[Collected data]

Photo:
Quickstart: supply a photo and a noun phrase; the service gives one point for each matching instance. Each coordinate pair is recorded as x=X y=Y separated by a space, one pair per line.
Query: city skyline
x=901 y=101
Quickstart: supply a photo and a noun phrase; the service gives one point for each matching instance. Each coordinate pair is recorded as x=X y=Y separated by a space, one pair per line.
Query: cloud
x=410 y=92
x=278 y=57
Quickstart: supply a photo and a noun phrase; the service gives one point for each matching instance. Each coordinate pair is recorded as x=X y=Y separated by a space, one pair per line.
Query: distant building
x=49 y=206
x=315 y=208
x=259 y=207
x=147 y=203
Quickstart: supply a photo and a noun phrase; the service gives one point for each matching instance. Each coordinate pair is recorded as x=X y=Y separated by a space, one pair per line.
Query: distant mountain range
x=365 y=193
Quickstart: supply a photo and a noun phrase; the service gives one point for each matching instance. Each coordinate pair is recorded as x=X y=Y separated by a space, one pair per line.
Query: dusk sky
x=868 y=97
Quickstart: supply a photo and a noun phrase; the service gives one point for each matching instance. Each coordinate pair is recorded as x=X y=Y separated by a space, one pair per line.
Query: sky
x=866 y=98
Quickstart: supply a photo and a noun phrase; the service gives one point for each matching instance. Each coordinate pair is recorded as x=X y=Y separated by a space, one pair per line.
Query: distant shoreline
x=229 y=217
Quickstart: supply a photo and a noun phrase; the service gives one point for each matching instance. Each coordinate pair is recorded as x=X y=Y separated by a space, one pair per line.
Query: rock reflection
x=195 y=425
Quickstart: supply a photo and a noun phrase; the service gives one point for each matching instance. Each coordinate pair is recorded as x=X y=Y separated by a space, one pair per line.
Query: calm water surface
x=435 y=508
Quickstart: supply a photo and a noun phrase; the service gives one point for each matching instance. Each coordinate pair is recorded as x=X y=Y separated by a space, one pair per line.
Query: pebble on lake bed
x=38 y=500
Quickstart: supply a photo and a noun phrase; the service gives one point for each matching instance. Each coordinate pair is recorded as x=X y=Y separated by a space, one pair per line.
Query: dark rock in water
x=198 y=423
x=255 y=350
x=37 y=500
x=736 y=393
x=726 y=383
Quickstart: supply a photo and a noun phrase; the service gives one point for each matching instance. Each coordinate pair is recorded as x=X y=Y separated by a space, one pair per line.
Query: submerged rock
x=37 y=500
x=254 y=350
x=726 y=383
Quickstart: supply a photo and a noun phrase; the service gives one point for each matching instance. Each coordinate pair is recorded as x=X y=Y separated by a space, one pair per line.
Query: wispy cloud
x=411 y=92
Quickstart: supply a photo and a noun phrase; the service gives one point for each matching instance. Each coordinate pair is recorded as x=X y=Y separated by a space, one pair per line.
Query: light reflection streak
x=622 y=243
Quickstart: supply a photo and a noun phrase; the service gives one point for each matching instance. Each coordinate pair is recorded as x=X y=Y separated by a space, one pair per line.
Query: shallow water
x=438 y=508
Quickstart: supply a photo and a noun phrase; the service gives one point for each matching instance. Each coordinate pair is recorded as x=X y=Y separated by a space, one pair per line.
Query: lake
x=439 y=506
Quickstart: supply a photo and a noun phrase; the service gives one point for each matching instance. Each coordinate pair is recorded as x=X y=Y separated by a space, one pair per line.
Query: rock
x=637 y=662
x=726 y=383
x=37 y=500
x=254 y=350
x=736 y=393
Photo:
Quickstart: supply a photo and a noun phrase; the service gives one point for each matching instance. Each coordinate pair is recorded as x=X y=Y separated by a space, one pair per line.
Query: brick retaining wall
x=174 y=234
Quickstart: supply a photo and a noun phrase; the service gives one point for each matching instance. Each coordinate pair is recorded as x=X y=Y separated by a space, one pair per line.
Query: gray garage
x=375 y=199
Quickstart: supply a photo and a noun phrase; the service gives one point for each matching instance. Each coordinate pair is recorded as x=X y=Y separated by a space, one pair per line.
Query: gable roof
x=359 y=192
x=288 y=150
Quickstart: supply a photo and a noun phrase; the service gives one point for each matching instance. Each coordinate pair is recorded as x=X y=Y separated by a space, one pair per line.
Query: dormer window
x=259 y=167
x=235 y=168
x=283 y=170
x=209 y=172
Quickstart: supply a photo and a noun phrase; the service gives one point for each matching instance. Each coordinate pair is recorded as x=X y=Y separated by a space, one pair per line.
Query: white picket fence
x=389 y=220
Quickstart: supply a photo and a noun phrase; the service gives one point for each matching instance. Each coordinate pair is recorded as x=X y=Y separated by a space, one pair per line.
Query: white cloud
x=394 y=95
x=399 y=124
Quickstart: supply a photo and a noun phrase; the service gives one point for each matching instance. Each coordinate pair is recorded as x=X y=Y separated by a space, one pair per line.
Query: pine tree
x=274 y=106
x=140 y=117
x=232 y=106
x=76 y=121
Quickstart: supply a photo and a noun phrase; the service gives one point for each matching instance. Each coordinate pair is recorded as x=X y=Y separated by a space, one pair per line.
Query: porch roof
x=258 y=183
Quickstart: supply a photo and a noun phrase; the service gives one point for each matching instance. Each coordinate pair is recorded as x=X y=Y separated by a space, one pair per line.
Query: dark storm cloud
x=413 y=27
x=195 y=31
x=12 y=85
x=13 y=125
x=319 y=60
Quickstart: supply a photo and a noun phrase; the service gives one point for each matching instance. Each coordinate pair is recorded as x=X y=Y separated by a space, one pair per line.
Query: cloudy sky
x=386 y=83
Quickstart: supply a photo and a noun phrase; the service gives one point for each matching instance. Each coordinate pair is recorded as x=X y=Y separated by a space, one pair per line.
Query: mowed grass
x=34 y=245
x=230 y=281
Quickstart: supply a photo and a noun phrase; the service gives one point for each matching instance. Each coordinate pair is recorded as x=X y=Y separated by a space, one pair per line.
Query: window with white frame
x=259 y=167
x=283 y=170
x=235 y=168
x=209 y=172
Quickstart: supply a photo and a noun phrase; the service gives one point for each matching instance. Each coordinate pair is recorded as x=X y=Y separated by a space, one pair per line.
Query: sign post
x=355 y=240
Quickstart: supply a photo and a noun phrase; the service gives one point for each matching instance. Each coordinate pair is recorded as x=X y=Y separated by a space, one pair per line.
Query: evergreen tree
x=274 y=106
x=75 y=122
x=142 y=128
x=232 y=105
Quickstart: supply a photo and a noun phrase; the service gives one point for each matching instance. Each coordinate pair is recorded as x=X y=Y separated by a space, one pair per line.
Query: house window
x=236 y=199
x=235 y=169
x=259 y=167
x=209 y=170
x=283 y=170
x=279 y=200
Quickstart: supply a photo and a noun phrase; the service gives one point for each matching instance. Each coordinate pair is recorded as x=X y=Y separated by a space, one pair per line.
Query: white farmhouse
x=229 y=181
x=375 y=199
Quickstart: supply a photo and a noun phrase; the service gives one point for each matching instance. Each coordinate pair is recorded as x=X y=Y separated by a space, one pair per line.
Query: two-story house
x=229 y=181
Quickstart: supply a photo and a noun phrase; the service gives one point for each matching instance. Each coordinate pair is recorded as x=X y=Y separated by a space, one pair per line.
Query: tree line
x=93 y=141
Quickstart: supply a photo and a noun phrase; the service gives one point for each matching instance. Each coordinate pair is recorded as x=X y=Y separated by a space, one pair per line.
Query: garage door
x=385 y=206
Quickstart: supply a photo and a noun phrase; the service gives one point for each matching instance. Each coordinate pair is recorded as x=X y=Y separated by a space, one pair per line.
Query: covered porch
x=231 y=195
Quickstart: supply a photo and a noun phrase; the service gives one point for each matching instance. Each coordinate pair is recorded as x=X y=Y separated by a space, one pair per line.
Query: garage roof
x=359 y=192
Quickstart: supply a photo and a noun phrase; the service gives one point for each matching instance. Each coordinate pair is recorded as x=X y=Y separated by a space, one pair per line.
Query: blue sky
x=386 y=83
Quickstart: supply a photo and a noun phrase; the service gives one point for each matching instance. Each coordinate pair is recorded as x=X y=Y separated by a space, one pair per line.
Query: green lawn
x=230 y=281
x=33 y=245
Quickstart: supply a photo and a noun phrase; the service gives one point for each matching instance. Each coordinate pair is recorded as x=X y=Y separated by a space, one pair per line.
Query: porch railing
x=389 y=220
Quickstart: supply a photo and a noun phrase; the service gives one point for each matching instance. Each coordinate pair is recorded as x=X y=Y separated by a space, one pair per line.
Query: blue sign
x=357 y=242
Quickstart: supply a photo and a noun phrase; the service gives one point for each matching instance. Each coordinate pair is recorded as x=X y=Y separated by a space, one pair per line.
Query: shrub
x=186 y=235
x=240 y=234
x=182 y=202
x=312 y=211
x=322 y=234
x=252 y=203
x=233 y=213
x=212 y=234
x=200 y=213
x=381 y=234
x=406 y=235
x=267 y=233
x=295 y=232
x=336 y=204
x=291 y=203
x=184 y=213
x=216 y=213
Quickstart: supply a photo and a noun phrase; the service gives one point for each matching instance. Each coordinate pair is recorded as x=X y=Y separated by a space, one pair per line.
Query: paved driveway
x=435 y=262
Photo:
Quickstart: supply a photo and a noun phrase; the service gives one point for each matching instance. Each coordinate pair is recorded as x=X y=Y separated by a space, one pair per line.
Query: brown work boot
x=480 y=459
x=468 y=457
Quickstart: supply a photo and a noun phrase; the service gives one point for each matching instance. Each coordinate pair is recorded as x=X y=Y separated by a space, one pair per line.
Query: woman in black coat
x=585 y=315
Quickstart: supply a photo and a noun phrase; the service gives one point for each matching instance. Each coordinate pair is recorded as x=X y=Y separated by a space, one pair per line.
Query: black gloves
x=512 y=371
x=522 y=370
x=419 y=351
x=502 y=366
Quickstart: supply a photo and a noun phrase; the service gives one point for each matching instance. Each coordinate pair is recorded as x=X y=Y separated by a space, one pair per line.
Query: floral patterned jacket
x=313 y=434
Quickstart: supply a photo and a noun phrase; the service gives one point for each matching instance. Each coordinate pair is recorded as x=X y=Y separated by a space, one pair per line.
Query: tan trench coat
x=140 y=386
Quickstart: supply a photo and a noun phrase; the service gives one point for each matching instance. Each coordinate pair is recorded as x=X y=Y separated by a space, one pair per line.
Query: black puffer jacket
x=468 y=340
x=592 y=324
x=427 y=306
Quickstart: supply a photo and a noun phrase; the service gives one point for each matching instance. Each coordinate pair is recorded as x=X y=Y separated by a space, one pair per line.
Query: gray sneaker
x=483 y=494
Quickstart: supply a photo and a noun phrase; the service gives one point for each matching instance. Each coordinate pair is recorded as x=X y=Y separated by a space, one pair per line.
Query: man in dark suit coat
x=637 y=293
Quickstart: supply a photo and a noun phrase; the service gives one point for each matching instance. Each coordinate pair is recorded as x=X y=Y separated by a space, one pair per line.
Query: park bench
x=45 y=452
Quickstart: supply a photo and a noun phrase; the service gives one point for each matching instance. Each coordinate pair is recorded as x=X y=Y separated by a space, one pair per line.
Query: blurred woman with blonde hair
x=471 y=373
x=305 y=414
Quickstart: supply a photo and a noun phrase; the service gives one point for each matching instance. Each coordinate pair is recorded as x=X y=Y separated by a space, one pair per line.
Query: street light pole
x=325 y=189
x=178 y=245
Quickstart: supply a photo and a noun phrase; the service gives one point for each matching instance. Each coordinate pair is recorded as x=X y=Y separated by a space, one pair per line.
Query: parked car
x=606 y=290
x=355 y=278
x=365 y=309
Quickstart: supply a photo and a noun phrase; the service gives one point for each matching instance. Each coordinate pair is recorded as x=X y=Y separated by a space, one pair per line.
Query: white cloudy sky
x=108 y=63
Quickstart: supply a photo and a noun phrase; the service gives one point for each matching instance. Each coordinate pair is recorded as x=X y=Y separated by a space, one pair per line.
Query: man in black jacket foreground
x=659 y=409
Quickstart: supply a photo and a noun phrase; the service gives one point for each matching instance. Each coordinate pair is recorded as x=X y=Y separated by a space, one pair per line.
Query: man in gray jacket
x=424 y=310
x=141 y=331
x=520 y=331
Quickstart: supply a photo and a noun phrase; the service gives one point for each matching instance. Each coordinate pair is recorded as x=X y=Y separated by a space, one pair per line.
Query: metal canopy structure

§ **Goal of the exercise**: Move every line from the start of the records through the line with "x=901 y=101" to a new copy, keeping the requests, and add 88 to each coordinate in the answers.

§ **Right answer**:
Photo:
Quickstart: supply a photo and a noun phrase; the service gives one point for each matching instance. Each coordinate pair is recorded as x=X y=Y separated by a space, one pair per line.
Query: city skyline
x=989 y=189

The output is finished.